Pull out each line below that contains the string "rocky". Case counts, so copy only lines where it matches exactly.

[Rows from a dataset]
☆ ☆ ☆ ☆ ☆

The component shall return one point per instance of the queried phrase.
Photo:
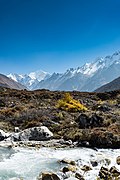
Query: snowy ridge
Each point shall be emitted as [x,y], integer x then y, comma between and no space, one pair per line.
[88,77]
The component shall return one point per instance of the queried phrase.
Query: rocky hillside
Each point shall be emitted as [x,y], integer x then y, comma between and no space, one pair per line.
[9,83]
[89,119]
[112,86]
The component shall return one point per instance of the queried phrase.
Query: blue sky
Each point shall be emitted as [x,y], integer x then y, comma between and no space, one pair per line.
[54,35]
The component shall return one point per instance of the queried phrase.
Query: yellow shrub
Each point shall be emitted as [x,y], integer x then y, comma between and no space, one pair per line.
[70,104]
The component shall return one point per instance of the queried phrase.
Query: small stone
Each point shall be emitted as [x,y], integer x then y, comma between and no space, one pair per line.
[69,168]
[86,168]
[49,176]
[66,161]
[118,160]
[105,174]
[79,176]
[115,172]
[94,163]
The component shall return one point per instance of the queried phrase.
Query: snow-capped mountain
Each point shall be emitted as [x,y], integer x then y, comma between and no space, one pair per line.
[30,80]
[88,77]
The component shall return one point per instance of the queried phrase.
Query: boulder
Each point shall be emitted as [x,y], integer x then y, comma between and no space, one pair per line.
[48,176]
[69,168]
[33,134]
[114,171]
[67,161]
[86,168]
[89,122]
[79,176]
[3,135]
[118,160]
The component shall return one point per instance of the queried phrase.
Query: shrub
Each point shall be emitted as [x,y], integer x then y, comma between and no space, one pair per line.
[70,104]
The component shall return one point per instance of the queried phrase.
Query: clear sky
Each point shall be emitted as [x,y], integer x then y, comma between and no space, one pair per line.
[54,35]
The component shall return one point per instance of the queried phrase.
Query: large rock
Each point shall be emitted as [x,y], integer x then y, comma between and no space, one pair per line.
[48,176]
[3,135]
[89,122]
[118,160]
[33,134]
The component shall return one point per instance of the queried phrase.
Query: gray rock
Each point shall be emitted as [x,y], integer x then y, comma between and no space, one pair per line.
[118,160]
[3,135]
[33,134]
[48,176]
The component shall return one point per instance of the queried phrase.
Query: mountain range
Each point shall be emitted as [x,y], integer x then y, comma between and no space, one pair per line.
[114,85]
[88,77]
[9,83]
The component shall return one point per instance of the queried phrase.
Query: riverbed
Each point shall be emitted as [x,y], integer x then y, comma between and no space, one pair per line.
[28,163]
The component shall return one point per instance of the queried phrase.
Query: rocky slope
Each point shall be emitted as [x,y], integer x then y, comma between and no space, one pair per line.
[89,119]
[9,83]
[112,86]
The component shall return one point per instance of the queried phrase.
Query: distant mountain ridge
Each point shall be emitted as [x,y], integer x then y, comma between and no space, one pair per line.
[88,77]
[9,83]
[29,80]
[112,86]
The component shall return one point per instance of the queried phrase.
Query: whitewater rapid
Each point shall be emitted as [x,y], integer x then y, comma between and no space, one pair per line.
[28,163]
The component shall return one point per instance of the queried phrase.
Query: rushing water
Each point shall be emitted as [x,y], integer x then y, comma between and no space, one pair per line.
[28,163]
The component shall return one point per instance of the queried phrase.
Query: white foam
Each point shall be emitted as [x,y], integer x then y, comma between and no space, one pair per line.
[28,163]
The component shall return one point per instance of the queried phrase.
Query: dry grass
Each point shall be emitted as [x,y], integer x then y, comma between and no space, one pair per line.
[70,104]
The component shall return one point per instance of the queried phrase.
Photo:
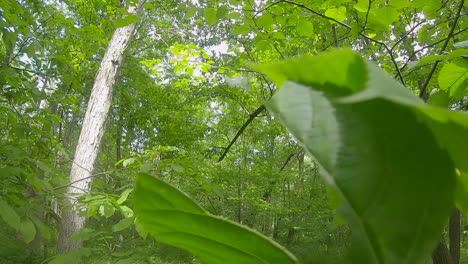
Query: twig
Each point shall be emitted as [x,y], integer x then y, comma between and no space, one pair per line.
[428,46]
[241,130]
[444,46]
[348,27]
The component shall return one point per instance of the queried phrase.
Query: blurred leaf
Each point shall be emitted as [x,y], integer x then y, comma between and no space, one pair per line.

☆ ☆ ☆ ☆ ☆

## [The response]
Query: rocky hillside
Query: rocky slope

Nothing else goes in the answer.